= Text section =
#####

Thank you SO much for replying. I've been giving it to them but I've also been worried sick it might do more harm than good. Thank you for letting me know it'll do for a little while. I've been feeding them a mealworm or two each every day (I have leopard geckos so I have crickets and mealworms), Is that good for protien or should I give them more as well or less?


----------



## Daisyvayle

Agoutigoo said:


> As temporary yes. But very high in sugar so I would remove some of the fruit if possible. What brand is this btw? It seems very heavy on the fruit for a chin diet who are only meant to be fed things like raisins as a treat.


Our chinchilla didn't have a very healthy diet. I wasn't the one who chose what to feed him though and I guess he got the cheaper stuff </3 I don't know the brand but it was from Total Pet
I will take out most of the fruit when I give it to them then,, Thank you!


----------



## Zamwyn

The most simple (and imo best) is to mix your own food regardless. Might vary what's available in regular grocery shops depending on country I guess, but especially with just a few mice it's probably doable. Solves the issue with not being able to get to a pet shop specifically as well.

#####

= Data block =
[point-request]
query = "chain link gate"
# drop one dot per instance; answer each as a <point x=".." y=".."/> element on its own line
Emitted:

#####

= Objectives =
**A.** Can you duplicate, word for word, the part of the pet-feeding thread from "## Daisyvayle" up to and including "then,, Thank you!"?
**B.** What comes next in the pet-feeding thread after its last sentence? Write the next part.

= Final answers =
**A.**
## Daisyvayle

Agoutigoo said:


> As temporary yes. But very high in sugar so I would remove some of the fruit if possible. What brand is this btw? It seems very heavy on the fruit for a chin diet who are only meant to be fed things like raisins as a treat.


Our chinchilla didn't have a very healthy diet. I wasn't the one who chose what to feed him though and I guess he got the cheaper stuff </3 I don't know the brand but it was from Total Pet
I will take out most of the fruit when I give it to them then,, Thank you!

**B.**
Even if you have lots of mice it can be done, but some ingredients might then be more economical to buy in larger quantities and not from the grocery shop. One of the advantages then, besides getting full control of what your mice eats, is that it's also easy to use the same base for all the mice but increase or decrease specific ingredients based on individual needs. For example, I usually have a base of whole oats and barley with lots of other stuff added (wheat sprouts, various seeds, nuts etc) but mice that need to gain a bit more weight gets more of the fatty seeds and nuts and mice that need to lose weight gets almost none of that in the mix (small amounts as treats instead) and mice that are in good shape already, gets the base mix.

If I can't get one or two ingredients when I'm going shopping for them, it's no big deal because temporarily I can give the mice the same mix they're used to only minus those things. I try to stock up on as much as possible though, so rarely happens as I restock well before I run out (easier to take full advantage of sales and coupons then too!).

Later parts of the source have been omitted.